***** PAGE EXTRACT *****
Induction heating from time-varying electrical and magnetic fields of TRAPPIST-1 may occur on its planets but has no substantial contribution to their energy balance and is vastly exceeded by tidal heating.

Formation history 

The TRAPPIST-1 planets most likely formed at larger distances from the star and migrated inward, although they may have formed where they currently are. Ormel et al. (2017) proposed that the TRAPPIST-1 planets formed when a streaming instability at the water-ice line gave rise to precursor bodies, which accumulated additional fragments and migrated inward, eventually giving rise to the planets. The pace of migration may initially have been fast, then slow, and tidal effects may have further influenced the formation processes. The distribution of the fragments would control the mass the planets end up having at the end, and the planets would consist of  10% water, which is consistent with inference from observations. Resonant chains like these of TRAPPIST-1 usually become unstable when the gas disk that gave rise to them dissipates, but in this case they remained in the resonance. The resonance may have either been present from the start and was preserved when the planets moved inward simultaneously, or it might have formed later, when inward migrating planets accumulated at the outer edge of the gas disk and interacted with each other. Inward migrating planets would contain substantial amounts of water, too much for it to escape completely, whereas planets that formed in their current location would most likely lose it all. According to Flock et al. (2019), the orbital distance of the innermost planet TRAPPIST-1b is consistent with the expected radius of an inward moving planet around a star that was one order of magnitude brighter in the past and with the cavity in the protoplanetary disk created by TRAPPIST-1's magnetic field. Alternatively, TRAPPIST-1h may have formed in its current location or close to it.

The presence of additional bodies and planetesimals early in the system's history would have destabilised the TRAPPIST-1 resonance if the bodies were massive enough. Raymond et al. (2021) thus concluded that the TRAPPIST-1 planets assembled in 1–2 million years, and that once the assembly process was complete, only little additional mass was accreted. This would limit any late delivery of water to the planets and also implies that the planets cleared the neighbourhood of any additional material. The lack of giant impacts would help the planets preserve their volatile inventory.
*****
- **JOBS**
a: In the TRAPPIST-1 passage, how long did Raymond et al. (2021) conclude the planets took to assemble?
b: Please rewrite the TRAPPIST-1 passage between "The presence of" and "their volatile inventory.", inclusive, updating "neighbourhood" to "vicinity".
***** LISTED RECORDS *****
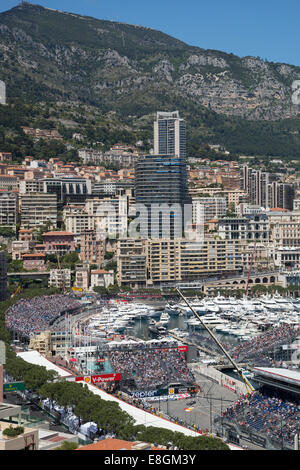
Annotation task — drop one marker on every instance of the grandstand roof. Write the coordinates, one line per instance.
(284, 375)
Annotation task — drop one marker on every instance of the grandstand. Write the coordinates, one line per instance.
(279, 380)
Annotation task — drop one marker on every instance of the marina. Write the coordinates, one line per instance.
(234, 322)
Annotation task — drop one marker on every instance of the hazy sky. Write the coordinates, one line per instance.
(265, 28)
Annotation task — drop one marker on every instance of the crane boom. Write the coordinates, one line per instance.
(248, 385)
*****
- **ANSWER LIST**
a: 1–2 million years

b:
The presence of additional bodies and planetesimals early in the system's history would have destabilised the TRAPPIST-1 resonance if the bodies were massive enough. Raymond et al. (2021) thus concluded that the TRAPPIST-1 planets assembled in 1–2 million years, and that once the assembly process was complete, only little additional mass was accreted. This would limit any late delivery of water to the planets and also implies that the planets cleared the vicinity of any additional material. The lack of giant impacts would help the planets preserve their volatile inventory.